Try it: Please copy, word for word, the line that contains "golf club head" and every line after it through the end of the records, and nothing more.

···

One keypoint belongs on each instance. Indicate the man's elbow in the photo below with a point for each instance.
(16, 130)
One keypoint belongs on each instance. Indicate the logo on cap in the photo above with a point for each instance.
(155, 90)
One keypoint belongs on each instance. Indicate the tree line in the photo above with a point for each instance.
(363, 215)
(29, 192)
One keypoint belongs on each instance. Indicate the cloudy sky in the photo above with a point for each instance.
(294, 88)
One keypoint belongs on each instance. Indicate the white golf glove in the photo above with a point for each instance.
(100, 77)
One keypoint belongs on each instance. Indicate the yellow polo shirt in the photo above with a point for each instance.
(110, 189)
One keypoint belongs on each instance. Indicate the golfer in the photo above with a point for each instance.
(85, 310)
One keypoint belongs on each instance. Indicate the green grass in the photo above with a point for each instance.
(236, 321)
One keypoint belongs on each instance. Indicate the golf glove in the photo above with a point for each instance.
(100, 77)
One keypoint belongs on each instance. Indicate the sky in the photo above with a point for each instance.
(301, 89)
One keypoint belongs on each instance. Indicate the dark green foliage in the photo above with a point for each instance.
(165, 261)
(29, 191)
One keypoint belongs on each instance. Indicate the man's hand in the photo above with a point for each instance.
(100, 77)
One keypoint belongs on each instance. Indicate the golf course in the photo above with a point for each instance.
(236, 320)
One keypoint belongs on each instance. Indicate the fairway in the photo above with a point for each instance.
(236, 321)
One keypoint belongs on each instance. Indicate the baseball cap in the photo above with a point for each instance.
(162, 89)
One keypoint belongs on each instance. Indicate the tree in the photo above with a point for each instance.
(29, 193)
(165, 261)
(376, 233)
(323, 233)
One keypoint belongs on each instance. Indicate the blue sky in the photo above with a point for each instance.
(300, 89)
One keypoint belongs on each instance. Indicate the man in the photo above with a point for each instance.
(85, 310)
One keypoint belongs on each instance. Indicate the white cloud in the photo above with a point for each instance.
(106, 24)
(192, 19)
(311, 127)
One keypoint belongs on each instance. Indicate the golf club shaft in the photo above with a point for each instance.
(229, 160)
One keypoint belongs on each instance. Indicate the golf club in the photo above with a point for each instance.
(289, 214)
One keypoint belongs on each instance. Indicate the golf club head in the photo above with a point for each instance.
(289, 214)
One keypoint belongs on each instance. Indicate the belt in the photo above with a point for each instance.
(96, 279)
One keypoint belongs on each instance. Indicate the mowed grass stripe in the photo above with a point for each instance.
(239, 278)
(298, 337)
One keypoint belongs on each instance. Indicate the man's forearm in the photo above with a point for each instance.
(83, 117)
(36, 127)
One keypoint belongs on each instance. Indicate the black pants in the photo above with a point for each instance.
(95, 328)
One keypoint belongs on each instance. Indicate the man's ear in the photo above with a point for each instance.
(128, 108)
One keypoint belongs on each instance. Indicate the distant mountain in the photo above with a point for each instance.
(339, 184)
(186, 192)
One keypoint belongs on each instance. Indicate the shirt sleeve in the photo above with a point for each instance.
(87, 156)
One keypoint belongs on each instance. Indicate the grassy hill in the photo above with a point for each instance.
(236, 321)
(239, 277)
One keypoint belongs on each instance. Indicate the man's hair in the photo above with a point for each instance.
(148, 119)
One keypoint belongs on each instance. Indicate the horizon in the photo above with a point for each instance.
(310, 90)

···

Response area:
One keypoint belongs on each instance. Indicate the golf club head in the photo above with a point for each instance.
(289, 214)
One keypoint belongs on each instance. Indicate the belt in the photo above with a point for each instance.
(96, 279)
One keypoint belongs on each instance. Indicate the mowed grass stripe in the photo above with a point for each instance.
(239, 278)
(298, 337)
One keypoint belongs on each instance. Indicate the man's forearm in the photo above with a point for each instance.
(83, 117)
(36, 127)
One keypoint belongs on each instance. Indicate the black pants in the photo above with a point for each instance.
(95, 328)
One keypoint belongs on each instance. Indicate the man's ear in the photo above with a point for each instance.
(128, 108)
One keypoint belongs on each instance. Indicate the distant mountain in the photo above with a point for each instance.
(339, 184)
(186, 192)
One keypoint belongs on each instance. Indicate the shirt sleeve in the photo above with a point for each instance.
(87, 156)
One keypoint belongs on each instance. Indicate the grassy hill in the photo above with a point for each instance.
(236, 321)
(239, 277)
One keypoint belongs on each instance. Indicate the man's hair in the photo above with a point for each instance.
(148, 119)
One keypoint belongs on each instance. Indicate the horizon in the photo above with a point for each instance.
(310, 90)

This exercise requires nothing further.